■ What is asked ■
Select and copy each line of the items below that contains the string "plate". Treat the match as case-sensitive.

══ Task data

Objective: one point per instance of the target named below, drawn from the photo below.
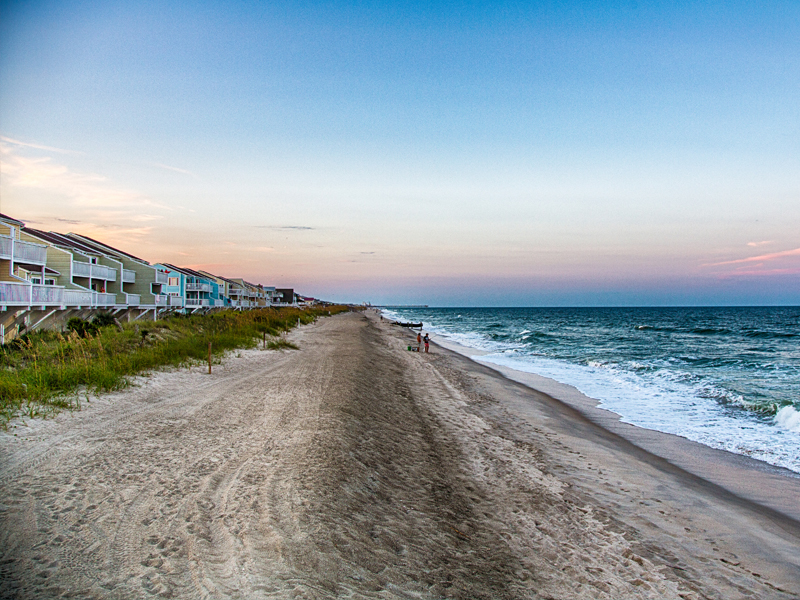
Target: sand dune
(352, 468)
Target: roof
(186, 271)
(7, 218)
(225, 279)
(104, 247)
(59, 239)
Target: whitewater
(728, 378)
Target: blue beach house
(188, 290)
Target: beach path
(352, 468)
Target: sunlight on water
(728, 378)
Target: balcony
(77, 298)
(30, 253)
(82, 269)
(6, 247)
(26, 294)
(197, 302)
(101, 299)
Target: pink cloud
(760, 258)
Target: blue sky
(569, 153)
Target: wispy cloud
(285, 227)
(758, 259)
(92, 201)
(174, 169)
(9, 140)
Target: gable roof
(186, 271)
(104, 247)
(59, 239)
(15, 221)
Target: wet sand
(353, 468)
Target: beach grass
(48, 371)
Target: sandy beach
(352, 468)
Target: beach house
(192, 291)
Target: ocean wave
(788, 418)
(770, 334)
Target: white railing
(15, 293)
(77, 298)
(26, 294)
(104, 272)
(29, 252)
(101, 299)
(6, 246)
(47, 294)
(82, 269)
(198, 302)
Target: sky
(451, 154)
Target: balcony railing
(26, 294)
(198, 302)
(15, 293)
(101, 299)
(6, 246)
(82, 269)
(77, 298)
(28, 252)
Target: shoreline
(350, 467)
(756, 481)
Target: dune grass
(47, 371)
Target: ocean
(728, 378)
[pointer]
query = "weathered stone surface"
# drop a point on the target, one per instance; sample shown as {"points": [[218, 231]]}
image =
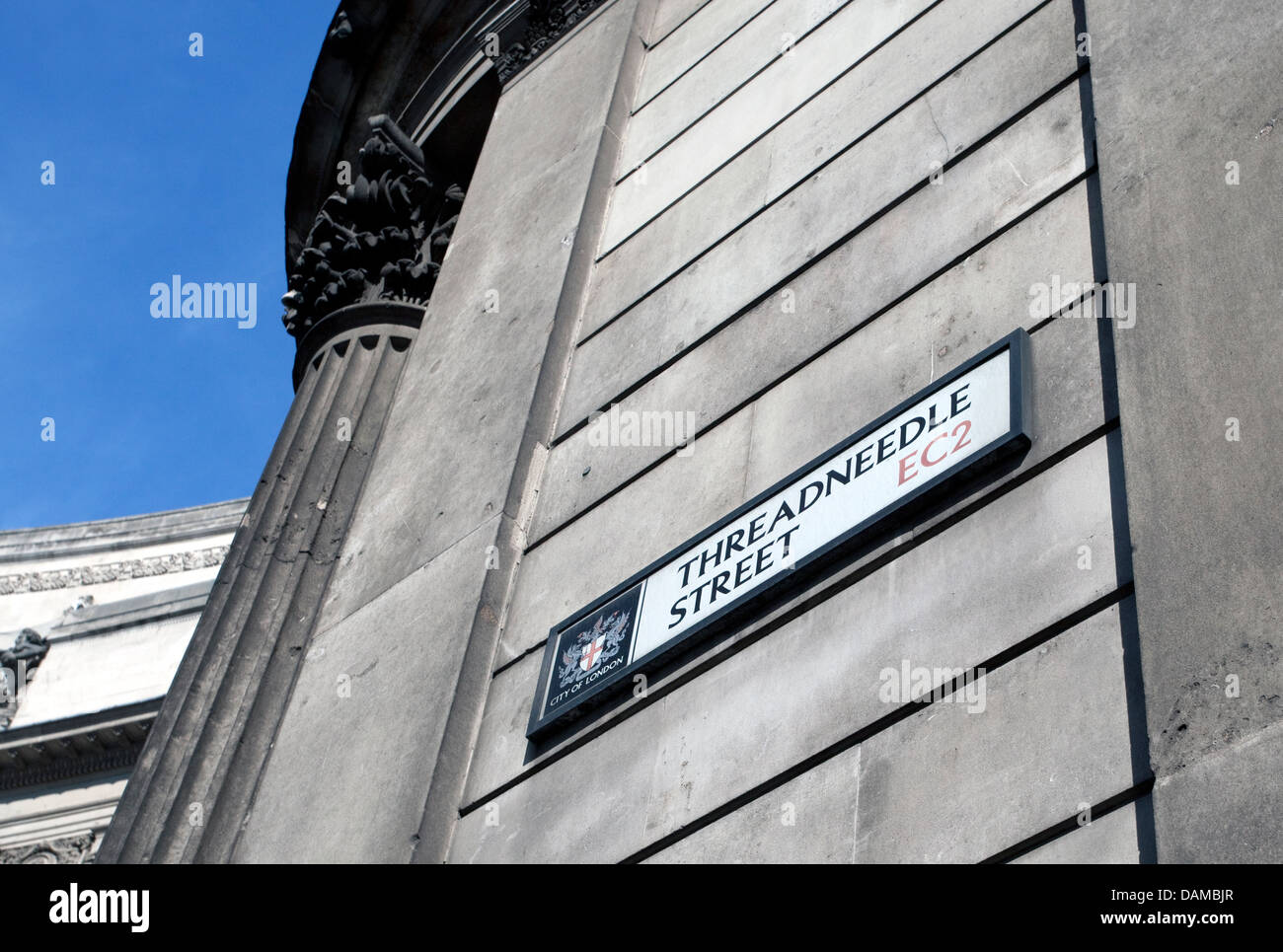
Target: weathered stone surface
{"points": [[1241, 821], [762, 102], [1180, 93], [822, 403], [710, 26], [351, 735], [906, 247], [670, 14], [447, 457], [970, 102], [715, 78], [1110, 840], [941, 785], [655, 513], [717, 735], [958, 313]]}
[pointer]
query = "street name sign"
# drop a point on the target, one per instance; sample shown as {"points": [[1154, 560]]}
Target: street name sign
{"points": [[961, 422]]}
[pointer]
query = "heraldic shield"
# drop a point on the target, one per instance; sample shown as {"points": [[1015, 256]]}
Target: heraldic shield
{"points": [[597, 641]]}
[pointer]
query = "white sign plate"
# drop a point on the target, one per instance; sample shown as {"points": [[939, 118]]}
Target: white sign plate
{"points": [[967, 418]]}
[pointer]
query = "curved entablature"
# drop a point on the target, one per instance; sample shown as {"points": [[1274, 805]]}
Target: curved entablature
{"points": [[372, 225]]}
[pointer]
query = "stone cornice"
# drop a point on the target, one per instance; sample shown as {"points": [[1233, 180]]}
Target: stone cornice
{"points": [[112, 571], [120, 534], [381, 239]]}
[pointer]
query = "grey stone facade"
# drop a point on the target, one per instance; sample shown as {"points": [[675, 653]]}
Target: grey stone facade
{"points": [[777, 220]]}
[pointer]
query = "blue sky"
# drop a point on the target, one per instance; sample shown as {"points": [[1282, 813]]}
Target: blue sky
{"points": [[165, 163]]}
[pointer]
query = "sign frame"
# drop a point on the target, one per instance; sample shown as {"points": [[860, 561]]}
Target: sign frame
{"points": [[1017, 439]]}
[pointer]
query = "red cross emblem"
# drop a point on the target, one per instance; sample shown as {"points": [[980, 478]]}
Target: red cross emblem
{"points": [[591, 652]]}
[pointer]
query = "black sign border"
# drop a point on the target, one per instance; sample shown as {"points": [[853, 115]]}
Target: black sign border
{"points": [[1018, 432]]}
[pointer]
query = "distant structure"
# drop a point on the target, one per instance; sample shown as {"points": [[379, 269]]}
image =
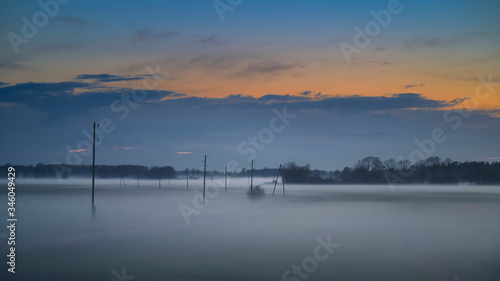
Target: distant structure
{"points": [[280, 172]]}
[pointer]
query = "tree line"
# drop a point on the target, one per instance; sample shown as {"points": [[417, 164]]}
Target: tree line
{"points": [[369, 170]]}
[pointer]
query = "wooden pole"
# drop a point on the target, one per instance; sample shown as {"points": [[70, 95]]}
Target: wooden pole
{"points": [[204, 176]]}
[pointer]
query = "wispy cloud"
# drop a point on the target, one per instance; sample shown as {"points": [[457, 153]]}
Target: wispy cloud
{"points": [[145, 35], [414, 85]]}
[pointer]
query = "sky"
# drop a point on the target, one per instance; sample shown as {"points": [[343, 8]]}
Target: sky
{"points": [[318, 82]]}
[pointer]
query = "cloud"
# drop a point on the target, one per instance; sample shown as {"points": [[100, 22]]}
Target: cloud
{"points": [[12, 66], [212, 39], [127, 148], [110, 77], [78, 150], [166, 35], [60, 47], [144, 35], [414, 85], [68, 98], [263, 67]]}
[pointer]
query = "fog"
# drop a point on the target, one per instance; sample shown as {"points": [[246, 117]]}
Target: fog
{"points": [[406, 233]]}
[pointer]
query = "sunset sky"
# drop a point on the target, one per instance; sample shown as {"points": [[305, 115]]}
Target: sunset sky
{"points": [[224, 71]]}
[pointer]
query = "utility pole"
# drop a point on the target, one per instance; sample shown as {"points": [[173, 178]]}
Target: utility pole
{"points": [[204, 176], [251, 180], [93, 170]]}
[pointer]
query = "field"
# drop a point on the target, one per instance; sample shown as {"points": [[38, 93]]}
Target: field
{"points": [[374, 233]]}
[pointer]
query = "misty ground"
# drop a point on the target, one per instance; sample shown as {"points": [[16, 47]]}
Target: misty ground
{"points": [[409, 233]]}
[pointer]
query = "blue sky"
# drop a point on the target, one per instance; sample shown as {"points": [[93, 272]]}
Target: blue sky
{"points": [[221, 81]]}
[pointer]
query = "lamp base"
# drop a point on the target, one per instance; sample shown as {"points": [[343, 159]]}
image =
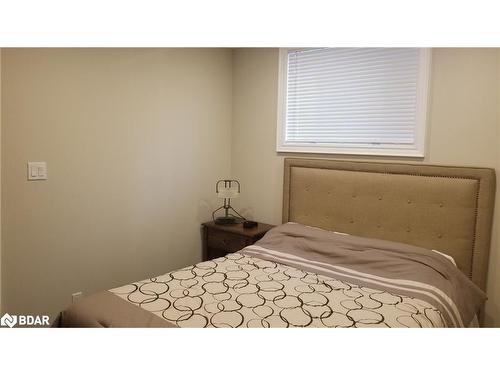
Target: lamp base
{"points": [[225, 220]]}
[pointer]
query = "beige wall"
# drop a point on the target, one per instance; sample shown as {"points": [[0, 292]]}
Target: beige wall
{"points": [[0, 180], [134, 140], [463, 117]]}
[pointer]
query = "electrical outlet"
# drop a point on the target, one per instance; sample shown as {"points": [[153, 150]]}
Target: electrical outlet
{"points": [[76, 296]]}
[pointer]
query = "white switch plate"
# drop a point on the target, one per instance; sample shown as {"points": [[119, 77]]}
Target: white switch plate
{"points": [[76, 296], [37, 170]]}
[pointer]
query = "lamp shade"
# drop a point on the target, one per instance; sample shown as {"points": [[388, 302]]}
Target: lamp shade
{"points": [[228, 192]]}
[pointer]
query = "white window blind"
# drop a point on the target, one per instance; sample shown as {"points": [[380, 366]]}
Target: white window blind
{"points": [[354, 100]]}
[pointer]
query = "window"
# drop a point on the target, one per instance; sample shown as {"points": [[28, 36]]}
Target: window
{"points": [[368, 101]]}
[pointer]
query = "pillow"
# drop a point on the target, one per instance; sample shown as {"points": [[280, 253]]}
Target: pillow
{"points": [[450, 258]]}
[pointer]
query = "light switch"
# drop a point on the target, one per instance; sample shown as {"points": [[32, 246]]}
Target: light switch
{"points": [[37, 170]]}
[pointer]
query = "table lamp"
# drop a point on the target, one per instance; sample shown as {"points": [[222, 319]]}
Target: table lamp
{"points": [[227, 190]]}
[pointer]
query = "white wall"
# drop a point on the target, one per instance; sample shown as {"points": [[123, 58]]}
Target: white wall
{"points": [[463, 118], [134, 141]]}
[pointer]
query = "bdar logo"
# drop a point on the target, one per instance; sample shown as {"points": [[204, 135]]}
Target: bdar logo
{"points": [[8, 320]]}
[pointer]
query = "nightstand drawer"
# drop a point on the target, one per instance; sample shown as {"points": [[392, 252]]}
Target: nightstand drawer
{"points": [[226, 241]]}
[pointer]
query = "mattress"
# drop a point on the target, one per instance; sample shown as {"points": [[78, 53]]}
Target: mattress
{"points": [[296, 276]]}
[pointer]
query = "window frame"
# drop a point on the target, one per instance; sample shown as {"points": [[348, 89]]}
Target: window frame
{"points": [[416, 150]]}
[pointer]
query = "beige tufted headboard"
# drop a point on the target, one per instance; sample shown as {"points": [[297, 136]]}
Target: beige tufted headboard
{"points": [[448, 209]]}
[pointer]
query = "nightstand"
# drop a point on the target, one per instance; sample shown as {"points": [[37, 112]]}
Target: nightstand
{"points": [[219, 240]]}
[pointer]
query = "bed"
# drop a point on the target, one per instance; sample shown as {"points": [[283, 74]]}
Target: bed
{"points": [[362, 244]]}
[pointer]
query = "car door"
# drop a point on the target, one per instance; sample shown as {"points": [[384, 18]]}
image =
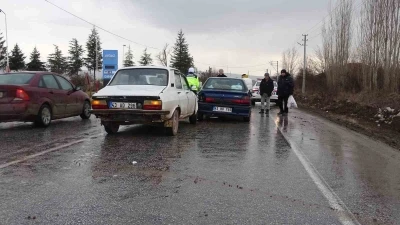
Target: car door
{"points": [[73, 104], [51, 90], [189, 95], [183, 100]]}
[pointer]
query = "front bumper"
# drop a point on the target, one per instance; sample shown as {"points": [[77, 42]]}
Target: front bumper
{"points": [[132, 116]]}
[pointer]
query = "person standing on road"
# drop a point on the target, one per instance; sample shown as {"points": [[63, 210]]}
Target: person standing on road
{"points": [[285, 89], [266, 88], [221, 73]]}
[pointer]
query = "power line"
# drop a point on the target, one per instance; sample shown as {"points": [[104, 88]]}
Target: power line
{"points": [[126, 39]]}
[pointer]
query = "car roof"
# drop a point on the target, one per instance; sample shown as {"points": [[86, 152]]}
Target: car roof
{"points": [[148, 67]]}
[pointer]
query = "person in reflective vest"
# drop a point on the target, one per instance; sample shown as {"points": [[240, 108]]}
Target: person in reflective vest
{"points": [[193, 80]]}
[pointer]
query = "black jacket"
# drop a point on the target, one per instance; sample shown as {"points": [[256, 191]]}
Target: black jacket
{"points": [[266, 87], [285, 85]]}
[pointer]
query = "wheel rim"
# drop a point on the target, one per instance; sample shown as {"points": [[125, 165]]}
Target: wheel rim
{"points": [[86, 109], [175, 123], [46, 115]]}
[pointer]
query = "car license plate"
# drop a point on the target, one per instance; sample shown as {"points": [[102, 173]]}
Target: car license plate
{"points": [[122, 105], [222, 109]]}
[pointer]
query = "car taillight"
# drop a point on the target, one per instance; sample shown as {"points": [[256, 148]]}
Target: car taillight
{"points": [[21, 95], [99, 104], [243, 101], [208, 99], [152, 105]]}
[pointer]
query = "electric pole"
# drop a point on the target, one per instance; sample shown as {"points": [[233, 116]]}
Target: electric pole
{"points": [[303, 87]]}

════

■ Solution to this exercise ■
query = "white sign plate"
Target: white sign plate
query = "white switch plate"
Target: white switch plate
query = "car license plate"
Target: car license plate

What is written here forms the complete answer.